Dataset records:
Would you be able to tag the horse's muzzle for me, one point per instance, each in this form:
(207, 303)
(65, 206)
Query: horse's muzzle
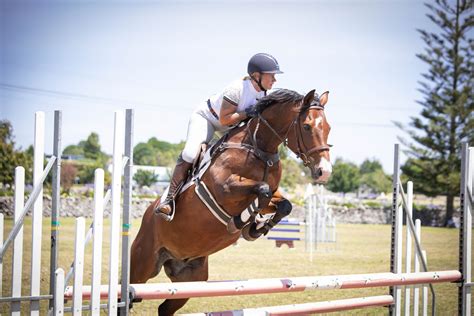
(321, 172)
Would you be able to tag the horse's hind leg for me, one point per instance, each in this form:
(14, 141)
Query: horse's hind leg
(179, 271)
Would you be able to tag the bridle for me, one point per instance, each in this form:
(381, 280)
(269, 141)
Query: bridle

• What the task asks:
Without including any picture, print all of the entries above exactly.

• Answer below:
Would you be able to tag the horse's muzzle for me, one point per instance, each in this form:
(207, 303)
(65, 206)
Query: horse's muzzle
(321, 172)
Would you be able to tag the horse's hind leg for me, one point per instance, each in this form:
(14, 141)
Query: horse's hind leg
(179, 271)
Would you be able to tag the bridle for me, one point per instance, each in this form:
(381, 280)
(269, 141)
Query: bridle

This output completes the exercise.